ARBEITSAUFTRAG -
Nimm den Text über Karl Ove Knausgårds autobiografisches Romanwerk nach seinem letzten Satz wieder auf und schreib ihn weiter.

TEXTABSCHNITT -
Der Knausgård-Moment
Vor diesem Hintergrund erstaunt nicht, dass beim Leser früher oder später der Gedanke auftaucht: «Genau so verläuft auch mein Leben!» Dieses Phänomen ist in der Zwischenzeit so stark verbreitet, dass es einen eigenen Begriff dafür gibt: den Knausgård-Moment.
Zum Erfolg der Bücher trägt aber zweifelsohne auch die darin verwendete Sprache bei. Knausgård schreibt messerscharf, mit schlanken und wenig verschachtelten Sätzen. Er setzt Teilsatz an Teilsatz. Einer baut auf den anderen auf und bringt eine stets suchende, jedoch eingängige und ruhig voranschreitende Sprachmelodie zum Klingen.
Öffentlich blossgestellt
In Norwegen ging die Erstveröffentlichung der sechs Bände mit Skandalen einher. Mehrere der detailliert beschriebenen Verwandten Knausgårds taten sich schwer damit, in der Öffentlichkeit bis in alle Privatheit blossgestellt zu werden.
So erwirkte etwa ein Onkel per Gericht, dass er in den Romanen zumindest nicht mit seinem richtigen Namen genannt wird. Und Knausgårds Frau befielen psychische Probleme, als sie die Manuskripte zu lesen bekam.
Fiktionalisierungen trotz allem
Karl Ove Knausgård veröffentlichte schon 1998 und 2004, also vor dem grossen autobiografischen Werk, zwei stark fiktional angelegte Romane. Bereits diese wurden von der Kritik gut aufgenommen. In den folgenden Jahren stürzte der Schriftsteller jedoch in eine Schaffenskrise. Beenden konnte er sie nach eigener Aussage erst durch den Entschluss, «einfach aufzuschreiben, wie es war».
Allerdings enthält auch die sechsbändige Autobiografie fiktionale Elemente. Insbesondere die häufigen Dialoge, an deren genauen Wortlaut sich Knausgård nicht erinnern konnte, sind weitgehend künstlerisch gestaltet. Gerade in diesen Passagen zeigt sich jedoch die schriftstellerische Meisterschaft des Norwegers. Mit grosser, bisweilen an Anton Tschechow erinnernder Kunst reduziert Knausgård die Dialoge so, dass das Ungesagte schliesslich wichtiger erscheint als das Gesagte. Die eigentliche Aussage erschliesst sich zwischen den Zeilen.
Das Ich-Projekt
Knausgårds Werk entspricht zweifelsohne dem Zeitgeist. Für viele Menschen der modernen Welt ist die Zurschaustellung des Privaten, Alltäglichen und Banalen im Internet und in den sozialen Medien ein Teil der eigenen Identität.

ROHDATEN -
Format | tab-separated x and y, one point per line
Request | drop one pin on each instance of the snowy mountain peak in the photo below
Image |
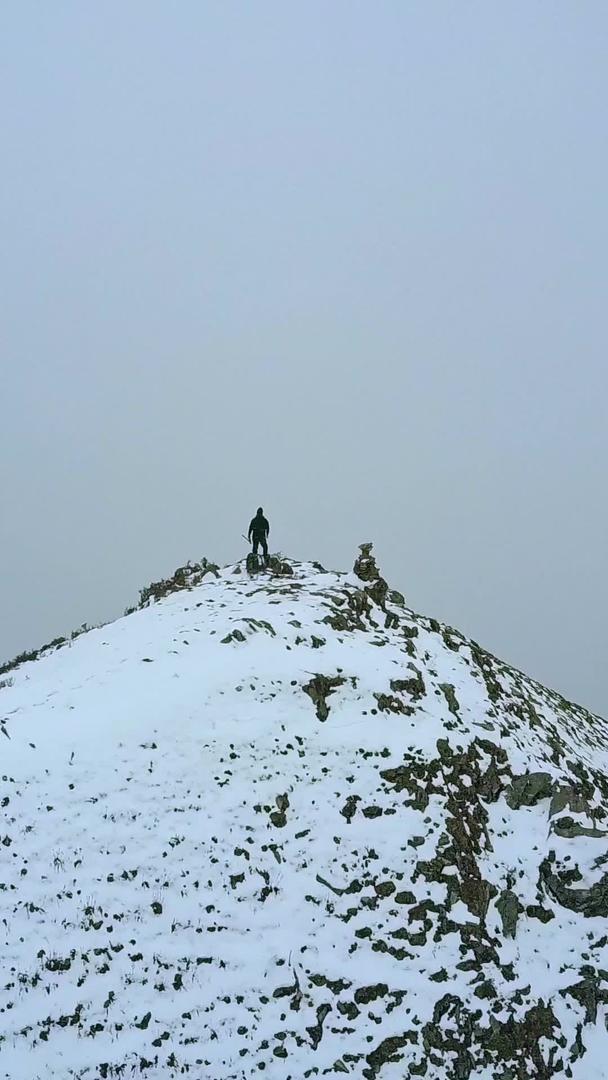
281	823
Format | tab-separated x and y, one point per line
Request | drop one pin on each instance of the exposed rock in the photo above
320	688
528	790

ANTWORT ZUR AUFGABE -
So gesehen entspricht der Norweger mit seinem «Ich-Projekt» einer offenbar weit verbreiteten Verdrossenheit dem Fiktiven gegenüber. Breite Leserschichten scheint es in der virtualisierten Welt von heute nach der vermeintlichen Authentizität des strikt Biografischen zu dürsten.
Problematische Anlehnung an Hitler
Knausgårds autobiografische Serie heisst im Original «Min kamp I-VI» – zu Deutsch «Mein Kampf». Da im deutschsprachigen Raum dieser Titel aufgrund des gleichnamigen Werks Adolf Hitlers stark vorbelastet ist, haben die Bände in der deutschen Übersetzung andere Überschriften.
Die Titelgebung «Min kamp» hat jedoch auch in Skandinavien Kritiker auf den Plan gerufen. Sie sei reisserisch, war zu lesen. Dem steht gegenüber, dass sich Knausgård im noch nicht auf Deutsch erschienen sechsten Band in einem längeren Essay mit dem Nationalsozialismus auseinandersetzt. Auch kann der problematische Titel als ironische Brechung von Hitlers Buch verstanden werden. Die Frage jedoch bleibt: Funktioniert diese allfällige Ironie – oder ist sie nicht doch an den Haaren herbeigezogen oder gar schlicht geschmacklos?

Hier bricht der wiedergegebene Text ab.